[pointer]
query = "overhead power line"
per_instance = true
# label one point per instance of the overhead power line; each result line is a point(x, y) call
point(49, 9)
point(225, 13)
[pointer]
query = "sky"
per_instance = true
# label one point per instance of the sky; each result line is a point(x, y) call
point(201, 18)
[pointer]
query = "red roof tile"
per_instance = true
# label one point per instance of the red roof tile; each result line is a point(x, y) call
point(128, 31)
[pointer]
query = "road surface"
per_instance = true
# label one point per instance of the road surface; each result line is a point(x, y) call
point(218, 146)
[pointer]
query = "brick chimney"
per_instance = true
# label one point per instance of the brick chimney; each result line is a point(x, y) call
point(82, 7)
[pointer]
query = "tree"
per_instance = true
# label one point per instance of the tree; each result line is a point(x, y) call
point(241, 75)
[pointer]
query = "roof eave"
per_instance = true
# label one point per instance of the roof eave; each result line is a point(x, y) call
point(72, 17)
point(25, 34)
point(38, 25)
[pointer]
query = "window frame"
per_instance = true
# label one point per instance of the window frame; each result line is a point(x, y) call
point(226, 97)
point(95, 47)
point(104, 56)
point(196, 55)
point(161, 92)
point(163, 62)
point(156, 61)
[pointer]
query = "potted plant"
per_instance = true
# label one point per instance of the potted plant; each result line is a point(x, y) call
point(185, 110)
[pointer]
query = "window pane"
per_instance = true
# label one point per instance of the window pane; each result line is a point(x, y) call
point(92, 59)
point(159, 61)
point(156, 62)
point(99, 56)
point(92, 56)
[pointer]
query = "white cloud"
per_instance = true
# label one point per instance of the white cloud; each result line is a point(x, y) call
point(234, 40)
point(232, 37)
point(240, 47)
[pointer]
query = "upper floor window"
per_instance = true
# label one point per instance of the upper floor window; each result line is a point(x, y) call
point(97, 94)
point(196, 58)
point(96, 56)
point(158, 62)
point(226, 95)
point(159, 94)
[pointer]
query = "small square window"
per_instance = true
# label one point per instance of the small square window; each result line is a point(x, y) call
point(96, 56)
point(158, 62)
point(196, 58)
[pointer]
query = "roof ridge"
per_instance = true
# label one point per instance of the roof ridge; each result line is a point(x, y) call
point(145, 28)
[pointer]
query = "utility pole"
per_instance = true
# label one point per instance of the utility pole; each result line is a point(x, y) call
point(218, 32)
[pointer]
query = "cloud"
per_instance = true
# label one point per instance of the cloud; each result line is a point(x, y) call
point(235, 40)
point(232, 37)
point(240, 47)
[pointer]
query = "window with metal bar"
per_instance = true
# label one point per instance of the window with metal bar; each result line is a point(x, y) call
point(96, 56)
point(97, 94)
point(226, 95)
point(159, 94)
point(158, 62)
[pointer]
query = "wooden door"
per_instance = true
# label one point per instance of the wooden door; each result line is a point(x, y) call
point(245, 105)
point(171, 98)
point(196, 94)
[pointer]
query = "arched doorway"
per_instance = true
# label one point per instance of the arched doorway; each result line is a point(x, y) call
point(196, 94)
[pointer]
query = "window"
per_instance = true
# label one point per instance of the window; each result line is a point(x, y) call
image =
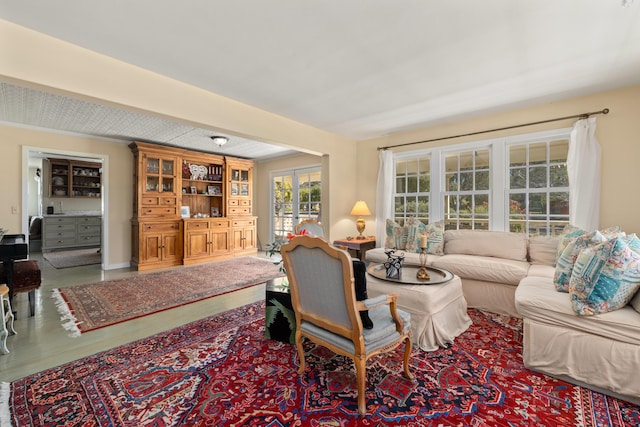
point(466, 192)
point(295, 196)
point(516, 184)
point(538, 187)
point(413, 186)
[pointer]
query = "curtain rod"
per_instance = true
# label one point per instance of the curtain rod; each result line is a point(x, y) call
point(582, 116)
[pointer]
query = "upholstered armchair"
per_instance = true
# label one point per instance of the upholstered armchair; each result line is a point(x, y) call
point(324, 301)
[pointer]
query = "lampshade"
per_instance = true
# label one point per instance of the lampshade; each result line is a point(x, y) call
point(360, 209)
point(220, 140)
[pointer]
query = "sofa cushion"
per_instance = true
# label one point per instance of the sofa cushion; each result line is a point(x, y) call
point(541, 270)
point(565, 263)
point(499, 244)
point(396, 236)
point(543, 249)
point(635, 302)
point(537, 299)
point(569, 233)
point(488, 269)
point(605, 277)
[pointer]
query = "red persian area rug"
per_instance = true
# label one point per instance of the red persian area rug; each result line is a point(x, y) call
—————
● **Task details**:
Exactly as written, give every entry again, but not the pictures.

● **Response to this task**:
[pointer]
query = "overhead power line"
per_instance = true
# label one point per instance of the overhead power line; each result line is a point(x, y) call
point(49, 9)
point(225, 13)
[pointer]
query = "sky"
per_instance = true
# label one point per instance of the sky; each result line is a point(x, y) call
point(201, 18)
[pointer]
query = "red roof tile"
per_instance = true
# label one point per instance of the red roof tile; each result line is a point(x, y) call
point(128, 31)
[pointer]
query = "road surface"
per_instance = true
# label one point per instance of the road surface; each result line is a point(x, y) call
point(218, 146)
[pointer]
query = "brick chimney"
per_instance = true
# label one point per instance of the brick chimney; each result line is a point(x, y) call
point(82, 7)
[pointer]
query = "tree"
per_instance = true
# label one point per instance of the tree; each result line is a point(x, y) call
point(241, 75)
[pointer]
query = "roof eave"
per_instance = true
# label one point per instance of the roof eave; each result line is a point(x, y) call
point(72, 17)
point(25, 34)
point(38, 25)
[pointer]
query = "window frame"
per_instance = true
# label one point per instance of the window frame; each result line is a point(x, y) call
point(226, 97)
point(95, 47)
point(104, 56)
point(196, 55)
point(161, 92)
point(163, 62)
point(156, 61)
[pointer]
query = "potted plant"
per_instance = true
# label one point per instance of the potted plant; each result line is a point(x, y) call
point(185, 110)
[pointer]
query = "window pane"
per_instance = true
# label one point per instance of the window pane; each result line is a point(x, y) call
point(92, 59)
point(159, 61)
point(156, 62)
point(99, 56)
point(92, 56)
[pointer]
query = "white cloud"
per_instance = true
# label one point per instance of the white cloud; each result line is a point(x, y) call
point(234, 40)
point(232, 37)
point(240, 47)
[pointer]
query = "upper floor window"
per_instance = true
# label one point per instance of the upper floor window; each result line is a point(x, y) call
point(97, 94)
point(196, 58)
point(96, 56)
point(158, 62)
point(226, 95)
point(159, 94)
[pointer]
query = "small square window"
per_instance = true
# label one point per instance of the small square window; each result line is a point(x, y) call
point(96, 56)
point(158, 62)
point(196, 58)
[pointer]
query = "roof ridge"
per_instance = true
# label one point per instance of the roof ridge; each result line is a point(x, y) call
point(145, 28)
[pointer]
query = "utility pole"
per_instance = true
# label one point per instance of the utility pole; each result line is a point(x, y) call
point(218, 32)
[pointer]
query = "cloud"
per_instance = true
# label one point per instance of the cloud; each result line is a point(x, y) call
point(235, 40)
point(232, 37)
point(240, 47)
[pointer]
query = "window with metal bar"
per_instance = true
# label one point per instance of the window with metal bar; each result line is a point(x, y) call
point(96, 56)
point(97, 94)
point(226, 95)
point(159, 94)
point(158, 62)
[pointer]
query = "wooden door"
per_instance = true
# label one point per instance of the wooden door; each result line is a point(x, y) call
point(245, 105)
point(171, 98)
point(196, 94)
[pointer]
query = "arched doorway"
per_instance = true
# label one point per instance of the arched doorway; each result line is a point(x, y) call
point(196, 94)
[pointer]
query = "window"
per_instance = true
# label one point per instance of the window; each result line is a point(x, y) call
image =
point(466, 192)
point(295, 196)
point(516, 184)
point(538, 187)
point(413, 186)
[pointer]
query = "curtain rod"
per_instance = true
# label one point per instance of the curtain rod; each result line is a point(x, y) call
point(582, 116)
[pointer]
query = "upholstered armchair"
per_instance = true
# label one point per instance of the upholstered armchair; each result line is a point(x, y) call
point(324, 301)
[pointer]
query = "lampshade"
per_instance = true
# label one point per instance of the lampshade; each result line is a point(x, y) call
point(360, 209)
point(220, 140)
[pointer]
query = "sofa cushion"
per_instance = true
# label one point per instance of the sofa cushion; each result line is a point(x, y) call
point(541, 270)
point(565, 263)
point(499, 244)
point(396, 236)
point(543, 249)
point(635, 302)
point(537, 299)
point(569, 233)
point(488, 269)
point(605, 277)
[pointer]
query = "red persian area rug"
per_instance = true
# label one point per instance of the red persian area rug; each result line is a point(x, y) call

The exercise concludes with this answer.